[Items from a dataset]
[start]

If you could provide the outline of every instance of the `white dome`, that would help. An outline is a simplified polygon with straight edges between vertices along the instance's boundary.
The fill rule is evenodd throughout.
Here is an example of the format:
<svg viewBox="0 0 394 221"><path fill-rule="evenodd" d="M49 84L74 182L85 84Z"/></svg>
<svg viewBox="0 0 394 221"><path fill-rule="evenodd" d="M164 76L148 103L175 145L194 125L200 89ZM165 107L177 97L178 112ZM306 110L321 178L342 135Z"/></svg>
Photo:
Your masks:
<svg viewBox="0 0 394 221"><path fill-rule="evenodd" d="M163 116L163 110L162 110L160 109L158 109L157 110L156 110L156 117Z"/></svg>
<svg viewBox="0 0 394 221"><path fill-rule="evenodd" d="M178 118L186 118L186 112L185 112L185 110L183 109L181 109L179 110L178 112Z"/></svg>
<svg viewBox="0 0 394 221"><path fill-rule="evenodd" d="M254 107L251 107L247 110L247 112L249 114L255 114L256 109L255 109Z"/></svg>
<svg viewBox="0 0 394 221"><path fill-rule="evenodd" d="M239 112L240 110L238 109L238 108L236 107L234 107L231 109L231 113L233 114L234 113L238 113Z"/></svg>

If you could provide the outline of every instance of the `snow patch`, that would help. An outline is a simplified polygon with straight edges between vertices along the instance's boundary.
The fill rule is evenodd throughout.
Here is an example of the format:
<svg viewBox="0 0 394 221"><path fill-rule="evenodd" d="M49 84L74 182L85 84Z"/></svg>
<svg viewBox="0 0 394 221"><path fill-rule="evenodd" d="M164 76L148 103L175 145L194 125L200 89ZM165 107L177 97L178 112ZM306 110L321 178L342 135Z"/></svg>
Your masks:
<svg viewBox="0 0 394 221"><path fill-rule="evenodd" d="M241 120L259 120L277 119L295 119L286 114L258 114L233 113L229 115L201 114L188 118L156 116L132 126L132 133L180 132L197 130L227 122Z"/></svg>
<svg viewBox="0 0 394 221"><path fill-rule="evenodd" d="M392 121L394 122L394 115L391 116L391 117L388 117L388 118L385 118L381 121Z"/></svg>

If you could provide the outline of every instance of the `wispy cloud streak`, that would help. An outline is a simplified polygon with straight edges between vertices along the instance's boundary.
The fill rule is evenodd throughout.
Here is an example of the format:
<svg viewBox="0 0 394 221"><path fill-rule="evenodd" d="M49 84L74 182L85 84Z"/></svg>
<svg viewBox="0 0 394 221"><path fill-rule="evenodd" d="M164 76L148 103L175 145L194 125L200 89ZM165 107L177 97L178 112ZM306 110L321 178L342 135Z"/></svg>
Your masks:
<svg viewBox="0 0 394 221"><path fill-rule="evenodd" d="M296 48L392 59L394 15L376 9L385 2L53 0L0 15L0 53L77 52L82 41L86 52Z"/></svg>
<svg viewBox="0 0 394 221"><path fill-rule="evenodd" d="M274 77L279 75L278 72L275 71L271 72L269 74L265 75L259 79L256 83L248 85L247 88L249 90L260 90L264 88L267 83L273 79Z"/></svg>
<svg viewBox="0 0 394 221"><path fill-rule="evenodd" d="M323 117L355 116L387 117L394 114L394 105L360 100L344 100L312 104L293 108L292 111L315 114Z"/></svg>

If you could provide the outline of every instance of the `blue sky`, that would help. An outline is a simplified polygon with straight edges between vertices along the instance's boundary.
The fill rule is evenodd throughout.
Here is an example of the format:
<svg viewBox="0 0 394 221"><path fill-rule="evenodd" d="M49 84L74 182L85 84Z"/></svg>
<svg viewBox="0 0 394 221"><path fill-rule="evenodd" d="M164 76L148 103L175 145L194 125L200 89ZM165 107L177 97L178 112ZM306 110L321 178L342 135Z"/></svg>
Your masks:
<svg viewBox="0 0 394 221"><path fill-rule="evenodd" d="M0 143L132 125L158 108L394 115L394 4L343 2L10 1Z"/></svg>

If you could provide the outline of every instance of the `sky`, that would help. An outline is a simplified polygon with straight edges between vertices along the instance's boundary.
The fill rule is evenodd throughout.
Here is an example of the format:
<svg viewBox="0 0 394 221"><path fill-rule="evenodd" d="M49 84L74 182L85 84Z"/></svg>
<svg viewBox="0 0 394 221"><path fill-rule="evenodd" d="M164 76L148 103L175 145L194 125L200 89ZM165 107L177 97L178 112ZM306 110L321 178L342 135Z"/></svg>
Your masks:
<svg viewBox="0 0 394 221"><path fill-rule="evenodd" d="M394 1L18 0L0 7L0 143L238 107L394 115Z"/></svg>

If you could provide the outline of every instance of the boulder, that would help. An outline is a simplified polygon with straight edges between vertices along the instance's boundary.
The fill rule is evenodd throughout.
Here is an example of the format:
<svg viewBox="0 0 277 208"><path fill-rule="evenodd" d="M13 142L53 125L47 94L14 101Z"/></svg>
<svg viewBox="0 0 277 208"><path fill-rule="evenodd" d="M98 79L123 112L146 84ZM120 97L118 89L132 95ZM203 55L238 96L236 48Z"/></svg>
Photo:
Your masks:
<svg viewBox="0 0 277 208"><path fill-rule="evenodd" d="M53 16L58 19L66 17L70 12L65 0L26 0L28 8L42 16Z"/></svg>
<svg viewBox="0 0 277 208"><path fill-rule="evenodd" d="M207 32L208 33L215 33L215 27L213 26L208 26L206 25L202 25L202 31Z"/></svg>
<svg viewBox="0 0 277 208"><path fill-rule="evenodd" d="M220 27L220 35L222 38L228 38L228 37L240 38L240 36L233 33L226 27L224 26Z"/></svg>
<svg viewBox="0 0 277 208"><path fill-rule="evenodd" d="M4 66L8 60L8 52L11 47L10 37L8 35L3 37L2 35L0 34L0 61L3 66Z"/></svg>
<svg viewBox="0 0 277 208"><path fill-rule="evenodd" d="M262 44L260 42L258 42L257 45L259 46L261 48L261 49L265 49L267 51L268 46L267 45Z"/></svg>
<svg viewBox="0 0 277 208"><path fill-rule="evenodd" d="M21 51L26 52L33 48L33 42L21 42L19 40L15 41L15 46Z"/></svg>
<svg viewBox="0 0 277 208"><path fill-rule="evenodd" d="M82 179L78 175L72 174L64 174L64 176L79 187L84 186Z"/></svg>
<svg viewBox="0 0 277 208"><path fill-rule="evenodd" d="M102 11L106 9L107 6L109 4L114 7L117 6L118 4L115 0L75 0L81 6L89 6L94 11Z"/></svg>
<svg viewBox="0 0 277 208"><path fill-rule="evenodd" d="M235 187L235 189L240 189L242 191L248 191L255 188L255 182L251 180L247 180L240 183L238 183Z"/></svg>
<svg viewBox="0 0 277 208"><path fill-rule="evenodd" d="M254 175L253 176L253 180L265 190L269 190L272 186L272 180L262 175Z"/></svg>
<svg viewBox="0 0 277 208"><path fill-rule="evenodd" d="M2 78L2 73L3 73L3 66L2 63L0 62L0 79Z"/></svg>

[end]

Turn every line of the data above into a numbered list, leaving out the blank lines.

1. If you could provide the outline of every instance of the `white dome`, that would help. An outline is a simplified polygon with straight edges between vertices along the instance's boundary.
2. The fill rule is evenodd throughout.
3. Here is an example of the format:
4. <svg viewBox="0 0 394 221"><path fill-rule="evenodd" d="M49 84L74 182L85 84Z"/></svg>
5. <svg viewBox="0 0 394 221"><path fill-rule="evenodd" d="M164 76L148 103L175 145L194 125L200 89ZM165 107L177 97L178 112ZM306 110L321 178L342 135Z"/></svg>
6. Photo:
7. Your masks:
8. <svg viewBox="0 0 394 221"><path fill-rule="evenodd" d="M163 116L163 110L162 110L160 109L158 109L157 110L156 110L156 117Z"/></svg>
9. <svg viewBox="0 0 394 221"><path fill-rule="evenodd" d="M178 118L186 118L186 112L185 112L185 110L183 109L181 109L179 110L178 112Z"/></svg>
10. <svg viewBox="0 0 394 221"><path fill-rule="evenodd" d="M254 107L251 107L247 110L247 112L249 114L255 114L256 109L255 109Z"/></svg>
11. <svg viewBox="0 0 394 221"><path fill-rule="evenodd" d="M239 112L240 110L238 109L238 108L236 107L234 107L231 109L231 113L233 114L234 113L238 113Z"/></svg>
12. If you could provide the outline of every instance of the `snow patch`, that would help. An outline is a simplified polygon with straight edges between vertices along the instance's boundary.
13. The fill rule is evenodd throughout.
14. Here is an example of the format:
15. <svg viewBox="0 0 394 221"><path fill-rule="evenodd" d="M49 84L74 182L85 84Z"/></svg>
16. <svg viewBox="0 0 394 221"><path fill-rule="evenodd" d="M164 76L148 103L175 145L194 125L200 89ZM165 107L177 97L178 112ZM306 110L321 178L342 135Z"/></svg>
17. Your masks:
18. <svg viewBox="0 0 394 221"><path fill-rule="evenodd" d="M241 120L259 120L277 119L295 119L286 114L258 114L233 113L229 115L201 114L188 118L156 116L132 126L132 133L180 132L197 130L227 122Z"/></svg>
19. <svg viewBox="0 0 394 221"><path fill-rule="evenodd" d="M392 121L394 122L394 115L391 116L391 117L388 117L388 118L385 118L381 121Z"/></svg>
20. If you could provide the outline of every instance of the `wispy cloud streak`, that would help. An outline is a simplified polygon with straight edges between vertices along the instance's boundary.
21. The fill rule is evenodd throughout.
22. Here is an example of the format:
23. <svg viewBox="0 0 394 221"><path fill-rule="evenodd" d="M49 84L74 182L85 84Z"/></svg>
24. <svg viewBox="0 0 394 221"><path fill-rule="evenodd" d="M164 76L148 103L175 145L194 125L200 89ZM165 107L177 97L178 112ZM306 110L321 178L342 135Z"/></svg>
25. Your masks:
26. <svg viewBox="0 0 394 221"><path fill-rule="evenodd" d="M296 48L392 59L394 15L376 9L385 2L53 0L0 15L0 53L77 52L82 41L86 52Z"/></svg>
27. <svg viewBox="0 0 394 221"><path fill-rule="evenodd" d="M274 77L279 75L278 72L275 71L271 72L269 74L265 75L259 79L256 83L248 85L247 88L249 90L260 90L264 88L267 83L273 79Z"/></svg>
28. <svg viewBox="0 0 394 221"><path fill-rule="evenodd" d="M323 117L355 116L387 117L394 114L394 105L360 100L344 100L312 104L293 108L292 111L315 114Z"/></svg>
29. If you could provide the outline of every instance of the `blue sky`, that would help. An outline is a simplified polygon with straight edges between vertices along the instance's boundary.
30. The fill rule is evenodd throughout.
31. Here is an example of the format:
32. <svg viewBox="0 0 394 221"><path fill-rule="evenodd" d="M49 84L74 182L85 84Z"/></svg>
33. <svg viewBox="0 0 394 221"><path fill-rule="evenodd" d="M164 76L148 103L175 145L194 125L200 89ZM165 107L177 97L178 112ZM306 110L321 178L342 135Z"/></svg>
34. Your masks:
35. <svg viewBox="0 0 394 221"><path fill-rule="evenodd" d="M0 143L132 125L158 108L394 115L394 4L343 2L10 1Z"/></svg>
36. If you could provide the outline of every instance of the `sky`, that would help. An outline is a simplified polygon with straight edges between vertices along the instance's boundary.
37. The fill rule is evenodd throughout.
38. Here is an example of the format:
39. <svg viewBox="0 0 394 221"><path fill-rule="evenodd" d="M49 84L74 182L85 84Z"/></svg>
40. <svg viewBox="0 0 394 221"><path fill-rule="evenodd" d="M164 76L148 103L175 145L194 125L200 89ZM165 107L177 97L178 112ZM306 110L321 178L342 135Z"/></svg>
41. Your masks:
42. <svg viewBox="0 0 394 221"><path fill-rule="evenodd" d="M394 1L18 0L0 7L0 143L238 107L394 115Z"/></svg>
43. If you could provide the outline of every instance of the boulder, that would help. An outline is a simplified polygon with straight edges between vertices along the instance's boundary.
44. The fill rule is evenodd throughout.
45. Here is an example of the format:
46. <svg viewBox="0 0 277 208"><path fill-rule="evenodd" d="M13 142L53 125L47 94L14 101Z"/></svg>
47. <svg viewBox="0 0 277 208"><path fill-rule="evenodd" d="M98 79L123 112L146 84ZM120 97L118 89L132 95ZM203 55L238 96L236 48Z"/></svg>
48. Photo:
49. Your masks:
50. <svg viewBox="0 0 277 208"><path fill-rule="evenodd" d="M53 16L58 19L66 17L70 12L65 0L26 0L28 8L42 16Z"/></svg>
51. <svg viewBox="0 0 277 208"><path fill-rule="evenodd" d="M207 32L208 33L215 33L215 27L213 26L208 26L206 25L202 25L202 31Z"/></svg>
52. <svg viewBox="0 0 277 208"><path fill-rule="evenodd" d="M220 27L220 35L222 38L228 38L228 37L240 38L240 36L233 33L226 27L224 26Z"/></svg>
53. <svg viewBox="0 0 277 208"><path fill-rule="evenodd" d="M4 66L8 60L8 52L11 47L10 37L8 35L3 37L2 35L0 34L0 61L3 66Z"/></svg>
54. <svg viewBox="0 0 277 208"><path fill-rule="evenodd" d="M262 44L260 42L258 42L257 45L259 46L261 48L261 49L265 49L267 51L268 46L267 45Z"/></svg>
55. <svg viewBox="0 0 277 208"><path fill-rule="evenodd" d="M21 51L26 52L33 48L33 42L21 42L19 40L15 41L15 46Z"/></svg>
56. <svg viewBox="0 0 277 208"><path fill-rule="evenodd" d="M82 179L78 175L72 174L64 174L64 176L79 187L84 186Z"/></svg>
57. <svg viewBox="0 0 277 208"><path fill-rule="evenodd" d="M102 11L106 9L107 6L109 4L114 7L117 6L118 4L115 0L75 0L81 6L89 6L94 11Z"/></svg>
58. <svg viewBox="0 0 277 208"><path fill-rule="evenodd" d="M235 187L235 189L240 189L242 191L248 191L255 188L255 182L251 180L247 180L240 183L238 183Z"/></svg>
59. <svg viewBox="0 0 277 208"><path fill-rule="evenodd" d="M254 175L253 176L253 180L265 190L269 190L272 186L272 180L262 175Z"/></svg>
60. <svg viewBox="0 0 277 208"><path fill-rule="evenodd" d="M2 78L2 73L3 73L3 66L2 63L0 62L0 79Z"/></svg>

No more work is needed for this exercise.